● What is asked
Copy every item below word for word, but leave out the pictures.

--- Start ---

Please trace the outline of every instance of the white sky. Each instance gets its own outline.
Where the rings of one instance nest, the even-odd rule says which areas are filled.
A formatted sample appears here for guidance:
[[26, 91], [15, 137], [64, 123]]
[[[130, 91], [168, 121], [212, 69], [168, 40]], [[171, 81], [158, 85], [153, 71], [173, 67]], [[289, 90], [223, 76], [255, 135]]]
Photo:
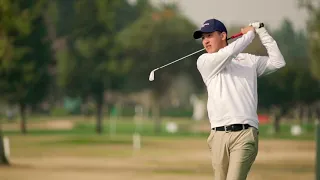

--- End ---

● Expected answer
Please trace the outline of every instance of the white sky. Each instance gets its own outline.
Where the rings of one instance nest, the even-odd rule says which areas are filled.
A formatted sample appears here for guidance:
[[26, 91], [15, 137], [64, 123]]
[[[130, 91], [168, 121], [212, 69], [168, 40]], [[171, 81], [158, 85], [153, 71], [173, 67]], [[289, 90], [223, 76], [255, 135]]]
Photo:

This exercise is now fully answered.